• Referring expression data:
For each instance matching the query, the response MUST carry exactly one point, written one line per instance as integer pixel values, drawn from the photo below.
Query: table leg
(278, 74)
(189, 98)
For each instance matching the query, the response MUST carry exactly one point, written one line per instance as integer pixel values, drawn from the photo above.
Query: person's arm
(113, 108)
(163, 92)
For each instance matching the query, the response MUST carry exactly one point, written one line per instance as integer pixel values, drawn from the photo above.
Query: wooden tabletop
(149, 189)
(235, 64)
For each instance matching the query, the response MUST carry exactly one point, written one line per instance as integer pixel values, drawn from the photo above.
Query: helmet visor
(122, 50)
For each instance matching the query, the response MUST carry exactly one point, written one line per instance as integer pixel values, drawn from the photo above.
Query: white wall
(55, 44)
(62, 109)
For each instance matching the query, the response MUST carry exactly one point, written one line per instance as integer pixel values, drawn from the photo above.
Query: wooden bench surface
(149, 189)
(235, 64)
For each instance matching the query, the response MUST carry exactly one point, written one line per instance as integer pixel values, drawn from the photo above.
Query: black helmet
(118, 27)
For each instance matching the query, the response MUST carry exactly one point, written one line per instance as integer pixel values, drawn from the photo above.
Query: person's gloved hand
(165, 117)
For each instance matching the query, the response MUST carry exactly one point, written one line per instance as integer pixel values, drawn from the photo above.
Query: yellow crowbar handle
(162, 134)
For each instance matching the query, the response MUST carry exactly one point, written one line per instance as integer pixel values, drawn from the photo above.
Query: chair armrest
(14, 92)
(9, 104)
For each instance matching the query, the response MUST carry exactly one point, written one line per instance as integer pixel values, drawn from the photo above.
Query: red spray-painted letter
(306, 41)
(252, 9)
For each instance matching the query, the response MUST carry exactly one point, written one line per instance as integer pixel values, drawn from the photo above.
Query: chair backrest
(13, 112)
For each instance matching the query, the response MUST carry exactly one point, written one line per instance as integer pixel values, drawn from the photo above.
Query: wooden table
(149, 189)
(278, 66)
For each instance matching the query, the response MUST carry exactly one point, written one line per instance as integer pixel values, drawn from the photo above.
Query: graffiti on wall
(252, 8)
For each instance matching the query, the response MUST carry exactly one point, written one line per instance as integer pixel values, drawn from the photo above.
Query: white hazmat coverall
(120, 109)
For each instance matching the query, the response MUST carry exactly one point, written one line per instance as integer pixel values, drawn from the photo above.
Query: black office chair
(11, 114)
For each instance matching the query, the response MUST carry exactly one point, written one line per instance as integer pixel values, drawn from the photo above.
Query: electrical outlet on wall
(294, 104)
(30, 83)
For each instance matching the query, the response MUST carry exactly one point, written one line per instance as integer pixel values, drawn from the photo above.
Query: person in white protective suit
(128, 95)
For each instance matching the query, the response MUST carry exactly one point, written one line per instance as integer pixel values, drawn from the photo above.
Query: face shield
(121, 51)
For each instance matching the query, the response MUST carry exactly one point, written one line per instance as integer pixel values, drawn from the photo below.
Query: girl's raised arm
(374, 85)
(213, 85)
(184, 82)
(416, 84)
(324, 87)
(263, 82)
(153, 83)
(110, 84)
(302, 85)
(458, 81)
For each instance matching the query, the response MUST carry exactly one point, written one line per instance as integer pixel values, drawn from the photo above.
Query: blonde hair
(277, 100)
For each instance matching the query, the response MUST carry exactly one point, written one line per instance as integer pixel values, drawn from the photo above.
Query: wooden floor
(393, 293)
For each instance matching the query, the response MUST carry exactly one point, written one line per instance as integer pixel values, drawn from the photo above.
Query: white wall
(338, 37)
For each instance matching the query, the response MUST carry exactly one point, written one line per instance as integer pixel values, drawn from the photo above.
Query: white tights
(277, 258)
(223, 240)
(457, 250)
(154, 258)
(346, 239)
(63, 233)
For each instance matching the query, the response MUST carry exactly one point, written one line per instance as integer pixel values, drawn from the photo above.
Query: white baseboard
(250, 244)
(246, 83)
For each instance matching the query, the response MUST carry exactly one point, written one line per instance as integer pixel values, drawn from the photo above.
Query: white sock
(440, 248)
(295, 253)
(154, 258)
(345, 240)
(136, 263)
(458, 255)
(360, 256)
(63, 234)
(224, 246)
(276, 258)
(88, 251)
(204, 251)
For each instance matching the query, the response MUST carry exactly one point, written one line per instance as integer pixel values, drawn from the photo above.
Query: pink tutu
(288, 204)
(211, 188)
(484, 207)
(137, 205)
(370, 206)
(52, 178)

• PROMPT:
Every line above should be written out again, unchanged.

• ANSWER SECTION:
For each instance matching the query, the response MUST carry exactly one point, written one line per instance as integer pixel values, drawn from the photo below.
Query: table leg
(278, 74)
(189, 98)
For each instance matching the query, the response MUST carry exactly one point, written one line per instance as integer pixel values, drawn from the photo above.
Query: person's arm
(113, 108)
(163, 92)
For each instance matching the query, the response MUST carry exactly one point, written one line per instance as integer pixel values, drawn from the photo above.
Query: wooden tabletop
(149, 189)
(235, 64)
For each instance matching the query, the response MUST carry exactly one point, written one line per instance as integer pixel values, drawn from the photo above.
Query: helmet visor
(122, 50)
For each instance matching the query, the response MUST carry exactly one point, written one line per instance as integer pixel values, drawn from the photo above.
Query: white wall
(55, 44)
(62, 109)
For each instance matching the query, the response MUST carry exactly one point, written one line per instance as integer pixel values, drawn from the photo above.
Query: wooden bench surface
(149, 189)
(235, 64)
For each instance matching the query, the response MUST carry exactly one point, written one line per instance as integer pixel values, drawn from the photo above.
Query: black helmet
(118, 27)
For each instance matching the query, the response MUST carry exactly one point, written one line per instance as integer pixel values, drawn from the photo above.
Query: person's gloved hand
(165, 117)
For each instance matching the query, the response MUST carry exactly one point, written one line per instance as integer pixel values, drawn from the photo above.
Query: yellow crowbar handle
(162, 134)
For each instance matching the query, the response MUST carry exactly one point, written one line per instance as integer pixel values, drawn from the photo above.
Query: chair armrest
(14, 92)
(9, 104)
For each instance matching the query, the response MUST carry exactly one point, written one line per instance as integer pixel values, drawn from the photo above.
Query: red spray-painted letter
(306, 41)
(252, 9)
For each instance matching the query, the response MUST carry exactly one point, written one line per instance as integer pixel values, drawn from the photo above.
Query: chair backrest
(13, 112)
For each instance matching the query, the response MUST carry exactly one point, written one line per instance as integer pixel values, drawn from the photo above.
Query: wooden table
(149, 189)
(278, 66)
For each instance matching the query, the response MUST carry exactly one point, written one line per instance as integer pixel values, drawn from the photo above.
Query: graffiti on wall
(252, 8)
For each instance matching the query, the response MUST carry exactly one point, written one line per instance as integer pixel values, drawn from the photo above.
Query: white hazmat coverall
(120, 109)
For each instance matching the query, the response MUST carry exactly one point, written one line per instance as integer pixel values, drawn from the photo above.
Query: black office chair
(11, 114)
For each instance matching the query, the response MUST carry exactly one point, written one line per instance as integer pixel values, drawn from the photo above.
Query: electrical outlet on wall
(294, 104)
(30, 83)
For each instance matching the query, the response MUST carry exactly one point, written one line per instance as integer pixel values, drawn from the photo above.
Query: person in white protective suit
(128, 95)
For each instance matching the query, the response MUST carry exactly one point, written one line per instance as integer pixel values, drawn from the photo above.
Query: face shield
(121, 51)
For each instance matching the query, the response MUST carry exactly one point, written one line per instance as integer pixel values, drawn from the photo below.
Query: girl's raised arm
(374, 85)
(213, 85)
(184, 82)
(416, 84)
(324, 87)
(263, 82)
(153, 83)
(110, 84)
(302, 85)
(458, 81)
For each instance matching the query, the response MUST carry exactly one point, written one line per instance as integer pixel values, drawn from the photo above.
Query: blonde hair
(277, 100)
For each instance matching the query, the response MUST carry exactly one point, written one line per instance as integer pixel values, drawn from the photo above.
Query: wooden floor
(393, 293)
For each instance matching the query, the response MUST carry exactly one point, written one line per instance as integer pixel values, drawn from the photo above.
Query: white wall
(338, 37)
For each instance matching the query, the response MUST carry exactly one point, written one line per instance as integer pixel values, drawn from the photo above.
Query: white tights
(277, 258)
(223, 240)
(457, 250)
(154, 258)
(346, 239)
(63, 233)
For each instance matching the query, the response MUST carry exactly one point, written one line per instance as integer pixel values, drawn from the photo above.
Query: white baseboard
(250, 244)
(246, 83)
For each instance matching the query, the response MUST carry exactly one point, written one line per instance as integer pixel values, drawn from the photo above.
Query: white sock
(440, 248)
(295, 253)
(154, 258)
(345, 240)
(136, 263)
(458, 255)
(360, 256)
(63, 234)
(224, 246)
(276, 258)
(88, 251)
(204, 251)
For each instance matching the query, the response MUST carry exactly one point, written one line per instance as integer pixel values, drawn from the photo above.
Query: pink tutu
(288, 204)
(211, 188)
(484, 207)
(137, 205)
(370, 206)
(52, 178)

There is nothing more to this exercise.